• Set problem: Begin with the line containing "the purple petal" and copy each line exactly through the last line of the entries, inclusive.

• Records supplied:
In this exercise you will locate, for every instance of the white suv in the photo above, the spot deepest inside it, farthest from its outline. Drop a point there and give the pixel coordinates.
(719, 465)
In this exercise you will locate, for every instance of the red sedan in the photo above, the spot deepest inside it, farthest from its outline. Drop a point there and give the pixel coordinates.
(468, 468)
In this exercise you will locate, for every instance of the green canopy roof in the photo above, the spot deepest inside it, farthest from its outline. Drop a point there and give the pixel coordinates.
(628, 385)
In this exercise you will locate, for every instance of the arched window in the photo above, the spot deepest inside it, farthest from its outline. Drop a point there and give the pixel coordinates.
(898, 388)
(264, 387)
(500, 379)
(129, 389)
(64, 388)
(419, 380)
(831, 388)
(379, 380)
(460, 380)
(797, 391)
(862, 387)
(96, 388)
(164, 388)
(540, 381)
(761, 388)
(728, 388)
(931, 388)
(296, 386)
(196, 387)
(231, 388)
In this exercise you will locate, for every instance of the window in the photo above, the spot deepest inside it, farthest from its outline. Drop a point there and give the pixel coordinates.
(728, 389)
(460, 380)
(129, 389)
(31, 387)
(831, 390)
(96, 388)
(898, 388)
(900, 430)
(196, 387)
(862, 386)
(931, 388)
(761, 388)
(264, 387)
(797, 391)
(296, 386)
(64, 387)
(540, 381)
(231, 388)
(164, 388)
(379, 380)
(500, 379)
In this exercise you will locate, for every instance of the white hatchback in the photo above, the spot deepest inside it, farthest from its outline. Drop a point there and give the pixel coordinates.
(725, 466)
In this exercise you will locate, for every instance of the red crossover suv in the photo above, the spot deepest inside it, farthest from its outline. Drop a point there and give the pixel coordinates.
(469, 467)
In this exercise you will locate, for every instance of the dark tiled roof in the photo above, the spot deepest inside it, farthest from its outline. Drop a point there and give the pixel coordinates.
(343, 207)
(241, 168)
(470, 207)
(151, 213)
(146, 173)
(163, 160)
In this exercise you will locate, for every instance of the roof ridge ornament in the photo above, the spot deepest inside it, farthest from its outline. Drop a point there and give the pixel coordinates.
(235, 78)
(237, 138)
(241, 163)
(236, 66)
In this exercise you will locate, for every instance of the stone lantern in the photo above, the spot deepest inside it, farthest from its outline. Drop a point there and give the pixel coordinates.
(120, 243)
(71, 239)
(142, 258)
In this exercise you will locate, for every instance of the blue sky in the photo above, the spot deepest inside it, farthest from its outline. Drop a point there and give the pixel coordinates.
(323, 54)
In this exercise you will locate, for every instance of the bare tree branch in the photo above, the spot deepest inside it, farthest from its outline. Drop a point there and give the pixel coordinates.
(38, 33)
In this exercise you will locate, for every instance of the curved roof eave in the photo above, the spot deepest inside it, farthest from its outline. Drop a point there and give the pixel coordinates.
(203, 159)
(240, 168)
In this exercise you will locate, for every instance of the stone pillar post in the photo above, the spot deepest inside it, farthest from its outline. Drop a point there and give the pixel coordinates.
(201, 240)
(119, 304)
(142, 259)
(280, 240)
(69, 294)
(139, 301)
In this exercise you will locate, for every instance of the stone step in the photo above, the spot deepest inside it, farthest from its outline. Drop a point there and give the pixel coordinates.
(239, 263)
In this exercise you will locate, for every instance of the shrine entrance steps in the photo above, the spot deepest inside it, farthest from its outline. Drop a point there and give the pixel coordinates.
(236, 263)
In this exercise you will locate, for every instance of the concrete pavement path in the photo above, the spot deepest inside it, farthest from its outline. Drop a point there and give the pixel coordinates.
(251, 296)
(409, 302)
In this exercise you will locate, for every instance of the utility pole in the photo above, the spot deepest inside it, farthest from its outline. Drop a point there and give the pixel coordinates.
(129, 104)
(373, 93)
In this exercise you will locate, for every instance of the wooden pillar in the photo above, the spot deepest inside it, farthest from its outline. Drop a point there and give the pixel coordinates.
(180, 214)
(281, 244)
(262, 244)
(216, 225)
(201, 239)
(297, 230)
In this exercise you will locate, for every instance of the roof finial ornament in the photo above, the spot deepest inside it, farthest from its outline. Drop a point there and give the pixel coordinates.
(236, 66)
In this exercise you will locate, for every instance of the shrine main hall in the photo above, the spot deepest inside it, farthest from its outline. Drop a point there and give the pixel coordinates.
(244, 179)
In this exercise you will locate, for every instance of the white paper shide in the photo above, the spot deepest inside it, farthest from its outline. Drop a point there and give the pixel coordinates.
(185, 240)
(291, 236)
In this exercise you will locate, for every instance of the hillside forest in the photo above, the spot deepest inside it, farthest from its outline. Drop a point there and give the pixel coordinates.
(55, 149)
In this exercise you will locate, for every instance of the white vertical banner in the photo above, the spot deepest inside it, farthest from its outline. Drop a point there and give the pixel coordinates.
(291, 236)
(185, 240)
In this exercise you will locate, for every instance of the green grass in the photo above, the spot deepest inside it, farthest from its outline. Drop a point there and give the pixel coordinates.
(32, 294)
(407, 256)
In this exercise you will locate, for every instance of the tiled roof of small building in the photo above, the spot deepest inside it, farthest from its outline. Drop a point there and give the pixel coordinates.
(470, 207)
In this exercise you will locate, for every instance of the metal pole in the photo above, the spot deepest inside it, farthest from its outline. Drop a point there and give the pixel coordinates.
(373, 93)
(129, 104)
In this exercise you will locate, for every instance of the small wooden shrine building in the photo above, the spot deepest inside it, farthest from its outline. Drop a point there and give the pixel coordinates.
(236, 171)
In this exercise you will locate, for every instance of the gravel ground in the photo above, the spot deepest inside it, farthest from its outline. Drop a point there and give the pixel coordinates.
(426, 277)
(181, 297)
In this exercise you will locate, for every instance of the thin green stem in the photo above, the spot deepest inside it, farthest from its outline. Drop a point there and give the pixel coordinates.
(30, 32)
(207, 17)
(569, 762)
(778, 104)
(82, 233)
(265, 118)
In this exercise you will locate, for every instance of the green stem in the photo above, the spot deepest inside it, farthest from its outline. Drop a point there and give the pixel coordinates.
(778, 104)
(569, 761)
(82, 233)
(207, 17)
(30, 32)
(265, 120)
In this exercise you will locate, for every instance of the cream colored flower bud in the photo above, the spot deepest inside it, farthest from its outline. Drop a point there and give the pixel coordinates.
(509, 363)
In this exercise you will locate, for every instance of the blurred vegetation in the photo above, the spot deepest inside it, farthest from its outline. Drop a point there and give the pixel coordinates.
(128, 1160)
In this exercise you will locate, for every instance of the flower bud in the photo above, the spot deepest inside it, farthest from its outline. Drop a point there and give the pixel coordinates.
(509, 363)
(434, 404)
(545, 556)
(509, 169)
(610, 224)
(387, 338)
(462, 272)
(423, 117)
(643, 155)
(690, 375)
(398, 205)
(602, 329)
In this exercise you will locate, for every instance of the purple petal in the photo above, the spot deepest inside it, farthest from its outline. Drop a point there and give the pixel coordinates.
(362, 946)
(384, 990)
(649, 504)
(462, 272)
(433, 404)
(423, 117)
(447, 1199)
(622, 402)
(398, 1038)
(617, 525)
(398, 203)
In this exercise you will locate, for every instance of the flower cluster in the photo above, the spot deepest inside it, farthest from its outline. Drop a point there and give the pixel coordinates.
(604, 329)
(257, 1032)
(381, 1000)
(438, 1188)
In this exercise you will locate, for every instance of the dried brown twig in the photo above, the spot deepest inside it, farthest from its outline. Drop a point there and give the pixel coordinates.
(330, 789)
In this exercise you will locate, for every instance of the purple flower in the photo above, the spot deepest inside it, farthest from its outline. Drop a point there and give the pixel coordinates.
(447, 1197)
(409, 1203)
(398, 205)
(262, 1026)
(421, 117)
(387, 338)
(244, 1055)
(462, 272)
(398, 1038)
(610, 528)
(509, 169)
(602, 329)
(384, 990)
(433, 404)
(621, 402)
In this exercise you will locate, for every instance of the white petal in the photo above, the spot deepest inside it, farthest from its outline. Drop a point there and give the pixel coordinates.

• Response to the exercise:
In this exercise you will locate, for every instance of the purple petal in the photo above, the spot deepest inside it, farthest from its outline. Drop a point there and give the pixel coordinates.
(362, 946)
(384, 990)
(649, 504)
(462, 272)
(433, 404)
(423, 117)
(447, 1199)
(622, 402)
(398, 1038)
(617, 525)
(398, 203)
In this exercise you will locate, for every instance of the flower cluster in the photo above, the spot deepest inside it, farthest from its outline. Drop a point there and give the pixel coordinates.
(604, 329)
(257, 1032)
(381, 1000)
(438, 1188)
In this exercise you will locate, for every instance of the dried brown twig in the photo above, the spot deepest inside it, farthest from its outline. Drop a point there and give the pixel coordinates.
(330, 789)
In this exercise you will locate, for every instance of the purple flower in the photo above, the spot deepest inside it, farthest from its outline. Drop a point there and give the pixel coordinates.
(447, 1197)
(409, 1203)
(398, 205)
(262, 1026)
(421, 117)
(387, 338)
(244, 1055)
(462, 272)
(398, 1038)
(610, 528)
(509, 169)
(602, 329)
(384, 990)
(433, 404)
(621, 402)
In this exercise you will locate, for every instance of the white petal in the photo above, the spot deepest inside it, farthest from its outline. Drop a point there and give the pixel coordinates.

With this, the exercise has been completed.